▶ **What you will do**
Copy these lines word for word, from the line containing "Circle any grey suit jacket in the image." up to and including the line containing "[[123, 154, 154, 184]]".

+ + +

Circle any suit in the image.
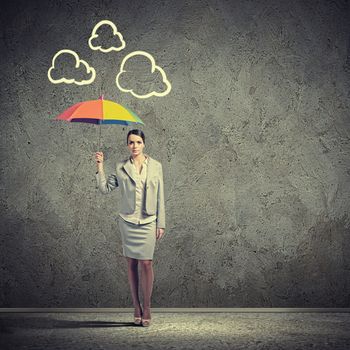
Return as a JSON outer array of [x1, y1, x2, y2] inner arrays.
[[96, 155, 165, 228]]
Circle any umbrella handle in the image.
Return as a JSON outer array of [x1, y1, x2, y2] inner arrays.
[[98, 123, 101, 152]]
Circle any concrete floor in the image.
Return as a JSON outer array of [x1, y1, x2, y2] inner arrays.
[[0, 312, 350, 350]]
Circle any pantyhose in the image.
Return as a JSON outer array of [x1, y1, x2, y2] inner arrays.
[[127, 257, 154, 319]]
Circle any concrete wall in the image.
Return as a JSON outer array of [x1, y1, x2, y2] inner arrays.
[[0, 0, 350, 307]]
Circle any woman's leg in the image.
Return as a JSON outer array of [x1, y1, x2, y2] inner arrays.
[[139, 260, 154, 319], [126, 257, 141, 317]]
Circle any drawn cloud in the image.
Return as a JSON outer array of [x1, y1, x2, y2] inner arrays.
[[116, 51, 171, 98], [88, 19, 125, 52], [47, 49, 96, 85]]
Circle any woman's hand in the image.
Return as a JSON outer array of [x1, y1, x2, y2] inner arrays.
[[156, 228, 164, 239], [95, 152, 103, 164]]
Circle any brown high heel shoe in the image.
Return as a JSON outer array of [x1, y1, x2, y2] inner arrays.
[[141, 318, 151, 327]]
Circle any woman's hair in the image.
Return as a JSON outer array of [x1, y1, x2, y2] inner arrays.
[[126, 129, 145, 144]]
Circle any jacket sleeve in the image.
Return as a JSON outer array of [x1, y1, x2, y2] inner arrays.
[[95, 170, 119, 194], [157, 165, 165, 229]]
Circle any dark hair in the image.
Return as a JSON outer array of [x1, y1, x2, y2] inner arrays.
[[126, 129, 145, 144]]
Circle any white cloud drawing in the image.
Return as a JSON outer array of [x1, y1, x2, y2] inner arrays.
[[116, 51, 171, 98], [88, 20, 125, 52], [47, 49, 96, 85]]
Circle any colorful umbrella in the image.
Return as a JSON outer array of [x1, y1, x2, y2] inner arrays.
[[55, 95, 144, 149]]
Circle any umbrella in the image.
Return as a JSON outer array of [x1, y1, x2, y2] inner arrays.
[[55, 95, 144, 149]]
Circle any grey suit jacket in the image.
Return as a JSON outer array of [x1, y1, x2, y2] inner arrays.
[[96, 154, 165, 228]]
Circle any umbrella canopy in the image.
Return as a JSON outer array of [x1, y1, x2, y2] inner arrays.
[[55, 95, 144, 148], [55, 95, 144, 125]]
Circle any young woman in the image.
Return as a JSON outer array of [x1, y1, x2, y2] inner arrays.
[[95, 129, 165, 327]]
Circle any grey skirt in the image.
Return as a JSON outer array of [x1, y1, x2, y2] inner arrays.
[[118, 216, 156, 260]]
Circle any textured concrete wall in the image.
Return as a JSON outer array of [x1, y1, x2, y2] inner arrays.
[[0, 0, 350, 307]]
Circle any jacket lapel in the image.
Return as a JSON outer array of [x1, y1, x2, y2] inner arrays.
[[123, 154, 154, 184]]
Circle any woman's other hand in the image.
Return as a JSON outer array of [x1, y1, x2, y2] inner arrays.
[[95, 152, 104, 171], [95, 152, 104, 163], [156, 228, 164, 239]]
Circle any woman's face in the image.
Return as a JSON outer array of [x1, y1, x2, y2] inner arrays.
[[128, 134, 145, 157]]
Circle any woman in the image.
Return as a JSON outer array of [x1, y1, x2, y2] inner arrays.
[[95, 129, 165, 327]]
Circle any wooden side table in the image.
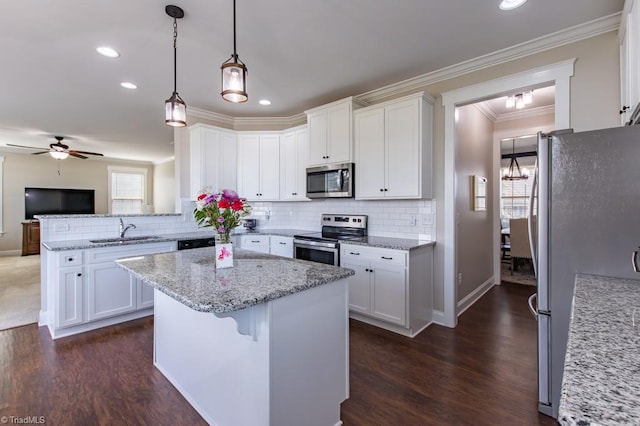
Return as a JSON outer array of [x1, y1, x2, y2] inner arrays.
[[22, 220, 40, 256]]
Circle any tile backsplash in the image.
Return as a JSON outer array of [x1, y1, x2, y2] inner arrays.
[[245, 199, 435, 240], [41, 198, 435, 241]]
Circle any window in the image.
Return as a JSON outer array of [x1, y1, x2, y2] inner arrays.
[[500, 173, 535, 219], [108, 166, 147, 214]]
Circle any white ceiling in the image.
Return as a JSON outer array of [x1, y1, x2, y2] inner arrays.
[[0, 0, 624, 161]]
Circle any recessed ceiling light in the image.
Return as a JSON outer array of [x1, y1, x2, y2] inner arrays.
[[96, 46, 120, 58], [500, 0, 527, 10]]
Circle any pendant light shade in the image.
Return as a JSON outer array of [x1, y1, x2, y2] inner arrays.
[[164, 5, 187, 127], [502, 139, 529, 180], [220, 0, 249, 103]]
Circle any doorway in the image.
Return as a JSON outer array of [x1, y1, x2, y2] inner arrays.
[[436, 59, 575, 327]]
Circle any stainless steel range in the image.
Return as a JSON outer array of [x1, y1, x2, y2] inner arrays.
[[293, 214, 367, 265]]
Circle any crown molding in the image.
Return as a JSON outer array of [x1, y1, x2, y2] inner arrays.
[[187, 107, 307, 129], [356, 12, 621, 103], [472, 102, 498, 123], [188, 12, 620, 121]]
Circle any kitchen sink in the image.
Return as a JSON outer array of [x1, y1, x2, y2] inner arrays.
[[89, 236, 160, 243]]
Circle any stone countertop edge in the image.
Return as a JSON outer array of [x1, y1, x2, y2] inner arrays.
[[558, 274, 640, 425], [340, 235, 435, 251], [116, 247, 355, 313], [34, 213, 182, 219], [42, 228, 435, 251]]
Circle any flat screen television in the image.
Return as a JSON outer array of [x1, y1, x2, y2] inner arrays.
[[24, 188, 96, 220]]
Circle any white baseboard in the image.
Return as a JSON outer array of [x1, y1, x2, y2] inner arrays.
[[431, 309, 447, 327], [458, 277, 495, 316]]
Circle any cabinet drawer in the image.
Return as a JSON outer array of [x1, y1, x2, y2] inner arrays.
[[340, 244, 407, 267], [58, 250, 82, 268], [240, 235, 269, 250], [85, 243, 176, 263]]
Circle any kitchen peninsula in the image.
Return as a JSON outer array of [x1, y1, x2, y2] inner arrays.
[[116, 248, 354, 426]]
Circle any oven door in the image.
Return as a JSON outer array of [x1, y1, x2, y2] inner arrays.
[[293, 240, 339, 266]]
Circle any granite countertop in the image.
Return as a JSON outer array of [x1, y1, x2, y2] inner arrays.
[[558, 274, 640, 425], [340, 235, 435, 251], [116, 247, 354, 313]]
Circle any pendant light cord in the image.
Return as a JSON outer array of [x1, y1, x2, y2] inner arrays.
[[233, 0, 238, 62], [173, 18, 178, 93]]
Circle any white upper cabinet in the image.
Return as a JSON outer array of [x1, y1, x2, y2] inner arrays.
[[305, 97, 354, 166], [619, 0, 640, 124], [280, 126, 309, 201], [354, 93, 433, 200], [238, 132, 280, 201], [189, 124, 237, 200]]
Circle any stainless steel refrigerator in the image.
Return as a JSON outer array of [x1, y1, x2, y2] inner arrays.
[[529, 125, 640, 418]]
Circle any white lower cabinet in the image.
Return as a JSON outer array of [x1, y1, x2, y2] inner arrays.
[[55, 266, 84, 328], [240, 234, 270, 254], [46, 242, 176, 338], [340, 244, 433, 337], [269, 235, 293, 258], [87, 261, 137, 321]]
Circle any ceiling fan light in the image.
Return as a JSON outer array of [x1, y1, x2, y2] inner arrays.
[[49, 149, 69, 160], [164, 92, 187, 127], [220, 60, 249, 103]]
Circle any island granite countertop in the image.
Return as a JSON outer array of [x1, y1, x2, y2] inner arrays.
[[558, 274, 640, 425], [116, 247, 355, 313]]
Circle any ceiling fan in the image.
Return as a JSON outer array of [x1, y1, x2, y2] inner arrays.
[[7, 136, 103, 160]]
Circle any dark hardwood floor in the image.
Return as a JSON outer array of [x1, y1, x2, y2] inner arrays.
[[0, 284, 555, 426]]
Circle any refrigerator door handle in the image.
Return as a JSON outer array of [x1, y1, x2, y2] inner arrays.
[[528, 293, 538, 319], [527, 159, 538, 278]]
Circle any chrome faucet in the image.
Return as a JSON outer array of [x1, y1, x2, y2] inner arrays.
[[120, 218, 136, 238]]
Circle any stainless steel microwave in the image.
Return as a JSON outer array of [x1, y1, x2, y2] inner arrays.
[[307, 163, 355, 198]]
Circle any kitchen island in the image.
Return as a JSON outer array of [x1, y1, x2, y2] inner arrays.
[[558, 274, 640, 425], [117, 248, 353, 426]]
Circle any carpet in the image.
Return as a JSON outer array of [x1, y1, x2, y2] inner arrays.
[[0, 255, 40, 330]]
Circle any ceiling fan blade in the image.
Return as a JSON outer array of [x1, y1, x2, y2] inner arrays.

+ + +

▶ **Answer for this exercise**
Circle any grey suit jacket in the image.
Return as a JSON outer array of [x1, y1, x2, y2] inner arrays.
[[96, 154, 165, 228]]
Circle any umbrella canopy in the image.
Return as a JSON outer array of [x1, y1, x2, y2] inner arrays.
[[55, 95, 144, 148], [55, 95, 144, 125]]
Circle any young woman in the image.
Return as a JSON outer array of [x1, y1, x2, y2] inner arrays.
[[95, 129, 165, 327]]
Circle any grey skirt in the image.
Return as a JSON outer array of [x1, y1, x2, y2] inner arrays.
[[118, 216, 156, 260]]
Circle any textured concrete wall in the image.
Return as a JSON outer array of [x1, y1, x2, y2] inner arrays.
[[0, 0, 350, 307]]
Circle any jacket lapel in the image.
Return as a JSON outer array of [x1, y1, x2, y2] inner arrays.
[[123, 154, 154, 184]]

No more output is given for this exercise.